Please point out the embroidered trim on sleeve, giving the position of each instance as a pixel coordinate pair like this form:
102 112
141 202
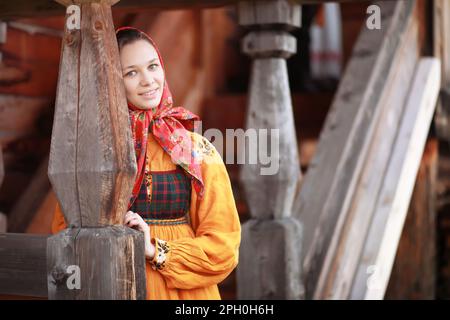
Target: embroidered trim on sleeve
162 248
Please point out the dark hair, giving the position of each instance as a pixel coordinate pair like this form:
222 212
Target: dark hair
128 36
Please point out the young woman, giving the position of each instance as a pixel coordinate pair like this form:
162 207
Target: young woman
182 198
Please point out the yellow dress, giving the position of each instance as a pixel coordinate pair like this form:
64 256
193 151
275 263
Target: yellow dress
193 258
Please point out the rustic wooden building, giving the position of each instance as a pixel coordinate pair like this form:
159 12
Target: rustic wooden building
359 206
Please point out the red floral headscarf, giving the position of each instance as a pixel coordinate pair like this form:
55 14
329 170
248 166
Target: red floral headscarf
169 126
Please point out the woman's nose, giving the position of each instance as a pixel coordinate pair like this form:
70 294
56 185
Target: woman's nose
146 79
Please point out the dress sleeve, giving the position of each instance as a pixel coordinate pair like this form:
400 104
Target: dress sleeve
58 222
213 253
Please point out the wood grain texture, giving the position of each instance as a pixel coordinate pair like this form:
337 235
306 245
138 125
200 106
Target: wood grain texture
441 50
348 238
413 275
103 275
257 13
395 195
271 236
28 8
270 249
23 264
63 147
92 165
28 203
2 166
330 182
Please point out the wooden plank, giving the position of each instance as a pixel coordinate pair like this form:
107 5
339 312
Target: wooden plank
3 222
441 50
349 235
331 179
28 203
29 8
110 263
62 160
23 266
2 166
18 116
105 156
92 165
260 252
42 220
394 198
413 276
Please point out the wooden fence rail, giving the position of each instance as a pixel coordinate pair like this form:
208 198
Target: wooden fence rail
23 264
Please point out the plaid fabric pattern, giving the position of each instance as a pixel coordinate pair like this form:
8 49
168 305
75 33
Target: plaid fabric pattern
171 195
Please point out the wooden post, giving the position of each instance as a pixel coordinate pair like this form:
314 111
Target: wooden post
92 165
269 265
441 49
413 276
2 175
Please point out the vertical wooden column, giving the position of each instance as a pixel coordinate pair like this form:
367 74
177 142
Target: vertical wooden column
2 175
441 49
92 165
269 266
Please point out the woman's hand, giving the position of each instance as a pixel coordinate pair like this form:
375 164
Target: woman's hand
135 221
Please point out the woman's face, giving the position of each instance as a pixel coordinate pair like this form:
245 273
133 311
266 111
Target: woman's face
142 73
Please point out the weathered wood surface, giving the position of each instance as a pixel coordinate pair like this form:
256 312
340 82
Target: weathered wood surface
413 275
267 247
3 219
271 235
28 8
251 14
62 162
349 235
18 115
3 222
92 163
23 266
2 166
332 175
92 168
110 261
378 255
441 50
28 203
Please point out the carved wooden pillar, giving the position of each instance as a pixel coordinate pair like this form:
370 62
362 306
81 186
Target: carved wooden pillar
2 175
92 165
269 266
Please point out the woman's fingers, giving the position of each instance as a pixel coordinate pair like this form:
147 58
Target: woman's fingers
128 216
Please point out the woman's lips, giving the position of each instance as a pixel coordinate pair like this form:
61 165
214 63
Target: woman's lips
149 94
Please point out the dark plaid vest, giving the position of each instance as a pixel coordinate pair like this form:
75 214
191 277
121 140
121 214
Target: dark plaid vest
171 196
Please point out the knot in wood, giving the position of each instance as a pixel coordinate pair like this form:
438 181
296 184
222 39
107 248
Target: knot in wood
59 274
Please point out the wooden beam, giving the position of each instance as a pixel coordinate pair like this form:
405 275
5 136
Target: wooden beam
23 264
32 8
381 245
328 186
441 50
414 272
28 203
92 168
92 162
3 219
109 263
349 235
270 256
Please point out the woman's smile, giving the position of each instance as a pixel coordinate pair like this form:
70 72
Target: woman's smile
151 94
143 74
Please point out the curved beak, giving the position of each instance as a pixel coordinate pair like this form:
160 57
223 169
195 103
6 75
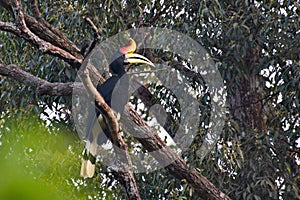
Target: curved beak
131 58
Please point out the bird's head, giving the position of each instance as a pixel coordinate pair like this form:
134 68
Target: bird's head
127 56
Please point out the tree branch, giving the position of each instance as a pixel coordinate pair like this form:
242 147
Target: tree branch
124 165
134 124
96 35
31 30
43 87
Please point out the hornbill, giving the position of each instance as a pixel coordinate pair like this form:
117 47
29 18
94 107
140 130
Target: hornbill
115 93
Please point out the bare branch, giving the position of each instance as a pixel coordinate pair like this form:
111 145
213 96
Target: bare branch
164 154
43 87
96 35
10 27
59 39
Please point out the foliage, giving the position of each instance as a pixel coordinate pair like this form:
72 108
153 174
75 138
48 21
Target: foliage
40 162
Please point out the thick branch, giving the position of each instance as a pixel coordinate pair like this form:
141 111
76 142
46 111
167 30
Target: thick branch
43 87
135 125
57 38
31 30
163 154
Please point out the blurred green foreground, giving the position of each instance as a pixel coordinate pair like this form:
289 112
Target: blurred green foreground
38 162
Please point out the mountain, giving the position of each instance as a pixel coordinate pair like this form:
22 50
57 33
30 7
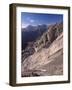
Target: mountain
31 33
45 55
48 61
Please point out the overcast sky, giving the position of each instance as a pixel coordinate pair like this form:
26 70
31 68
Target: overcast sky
39 18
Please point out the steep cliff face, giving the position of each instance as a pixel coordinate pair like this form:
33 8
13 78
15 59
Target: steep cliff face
47 61
49 36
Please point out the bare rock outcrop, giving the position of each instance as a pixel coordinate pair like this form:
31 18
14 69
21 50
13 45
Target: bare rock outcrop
47 61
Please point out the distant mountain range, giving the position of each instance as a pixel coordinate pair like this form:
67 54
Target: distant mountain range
32 33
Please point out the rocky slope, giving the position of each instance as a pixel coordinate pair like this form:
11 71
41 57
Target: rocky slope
47 61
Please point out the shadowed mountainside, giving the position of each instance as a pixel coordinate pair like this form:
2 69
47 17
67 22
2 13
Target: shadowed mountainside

=-=-=-=-=

**STATED TASK:**
Print out the lines exactly, skipping any picture.

**OUTPUT BELOW:**
Please point out the embroidered trim on sleeve, giving the position of each instance as a pixel coordinate pair like this form:
102 112
141 202
Target: embroidered trim on sleeve
162 248
Please point out the dark hair, giving the position of each instance as a pixel coordinate pair like this form:
222 212
Target: dark hair
128 36
Please point out the young woman, giving the position of each instance as a pixel coordinate pair like this form:
162 207
Target: young woman
182 198
Please point out the yellow dress, giving the position of each instance as a pixel coordinate pair like this form:
64 256
193 151
275 263
Target: yellow dress
193 258
Please point out the rustic wooden building, giving the position of each instance as a pixel coordinate pair like this form:
159 12
Target: rustic wooden building
359 206
Please point out the red floral headscarf, giving the position of each instance as a pixel coordinate pair like this form:
55 14
329 170
248 166
Target: red floral headscarf
169 126
Please point out the woman's nose, giving the position of each instance as a pixel coordinate pair like this form:
70 294
56 185
Target: woman's nose
146 79
Please point out the dress sleeve, giving the position of each instance as a pixel coordinate pair like this form:
400 104
Target: dress sleeve
58 222
213 253
Please point out the wood grain texture, giving the position of each instance as a pixel coordinate pair like this form:
337 235
306 245
138 125
200 106
Target: wood grain texture
441 50
348 238
413 275
103 275
257 13
395 195
271 236
28 8
270 249
23 264
63 147
92 165
28 203
2 166
330 182
Please point out the wooden plank, giving the position of each instance as a pixel coordinate pair like this form:
107 5
339 312
Target: wooden plank
3 222
441 50
349 235
331 179
28 203
29 8
110 263
62 160
23 266
2 166
18 116
105 156
92 165
260 252
42 220
394 198
413 276
Please point out the wooden fence rail, giving the position of each instance as a pixel coordinate pair like this form:
208 198
Target: wooden fence rail
23 264
Please point out the plaid fabric pattern, giving the position of each instance as a pixel coordinate pair like this form:
8 49
168 305
75 33
Target: plaid fabric pattern
171 195
Please point out the wooden post, giving the position of each instance as a pixel coordinate pair like this form:
314 111
Target: wooden post
92 165
269 265
441 49
413 276
2 175
Please point out the vertical wooden column, giving the position of each instance as a pixel coordinate pair like this form:
367 74
177 142
Target: vertical wooden column
2 175
441 49
92 165
269 266
Please point out the woman's hand, giving the position of each instance as a pixel coordinate pair like this form:
375 164
Target: woman's hand
135 221
Please point out the woman's face, giving the position of each instance as a pixel coordinate pair like this form:
245 273
133 311
266 111
Target: woman's face
142 73
Please point out the weathered wood surface, giving the position of each instance as a pixel coordinate pair like this form:
256 312
340 82
Target: weathered wood surface
413 275
267 247
3 219
271 235
28 8
251 14
62 162
349 235
18 115
3 222
92 163
23 266
2 166
332 175
92 168
110 261
378 255
441 50
28 203
Please point out the carved wooden pillar, giving the position of each instance as a pixel coordinate pair like this form:
370 62
362 306
81 186
Target: carved wooden pillar
2 175
92 165
269 266
Please point out the woman's fingers, giving the position of each instance as a pixel coordinate pair like this form:
147 58
Target: woman's fingers
128 216
Please point out the woman's lips, giving the position of each instance as a pixel coordinate pair like this form:
61 165
214 63
Target: woman's lips
149 94
Please point out the dark plaid vest, giving the position of each instance as a pixel coordinate pair like this form:
75 214
191 277
121 140
121 214
Target: dark plaid vest
171 196
Please point out the knot in wood, giving the position of each instance as a pixel coordinate pair like this form:
438 181
296 184
222 39
107 248
Target: knot in wood
59 274
Please point out the wooden beam, giving the position of each instance as a pixel coordinate pair like this form:
405 275
5 136
Target: wooden beam
23 264
32 8
381 245
328 186
441 50
414 272
28 203
92 168
92 162
3 219
109 263
349 235
270 256
Please point out the woman's smile, giving the position of each instance as a pixel coordinate pair like this form:
70 72
Target: woman's smile
151 94
143 74
Please point out the curved beak, giving the position of each instance as a pixel coordinate pair like this form:
160 57
223 169
195 103
6 75
Target: curved beak
131 58
Please point out the bird's head, giving the position of each instance as a pixel coordinate pair like this form:
134 68
Target: bird's head
127 56
Please point out the tree branch, giving the position of each instance as a pixel coordinate pair like this form:
242 147
Target: tree branch
124 165
134 124
96 35
31 30
43 87
Please point out the hornbill, giving the position of each instance as a pixel coordinate pair like this form:
117 47
29 18
94 107
140 130
Target: hornbill
115 93
Please point out the bare branch, giving the position of each instance as a pixel coordinate pair like this form:
111 145
213 96
Target: bare branch
164 154
43 87
96 35
10 27
59 39
Please point out the foliage, giving the position of each instance as a pixel coordinate pair like this form:
72 108
153 174
75 138
48 21
Target: foliage
40 162
Please point out the thick branch, giving the position of each instance as a pixel coordinate pair like this form:
141 111
76 142
46 111
167 30
Target: thick branch
43 87
135 125
57 38
31 30
163 154
Please point out the blurred green foreground, giving the position of each instance as a pixel coordinate pair like this form:
289 112
Target: blurred green foreground
38 162
Please point out the mountain, giving the position of each instance as a pixel coordinate pair like this form:
22 50
57 33
30 7
Target: mountain
31 33
45 55
48 61
Please point out the overcast sky, giving the position of each instance as a pixel coordinate pair like this form:
26 70
31 68
Target: overcast sky
39 18
Please point out the steep cliff face, giving the position of each instance as a pixel coordinate pair like this form:
33 8
13 78
15 59
Target: steep cliff face
47 61
49 36
Please point out the bare rock outcrop, giving the position of each instance as a pixel coordinate pair like this form:
31 18
14 69
21 50
13 45
Target: bare rock outcrop
47 61
Please point out the distant mountain range, giving the position of each instance as a pixel coordinate pair like this form:
67 54
Target: distant mountain range
32 33
Please point out the rocky slope, giving the position of each instance as a pixel coordinate pair like this form:
11 71
41 57
Target: rocky slope
47 61
Please point out the shadowed mountainside, giving the position of each instance as a pixel coordinate pair like this form:
2 69
47 17
67 22
2 13
Target: shadowed mountainside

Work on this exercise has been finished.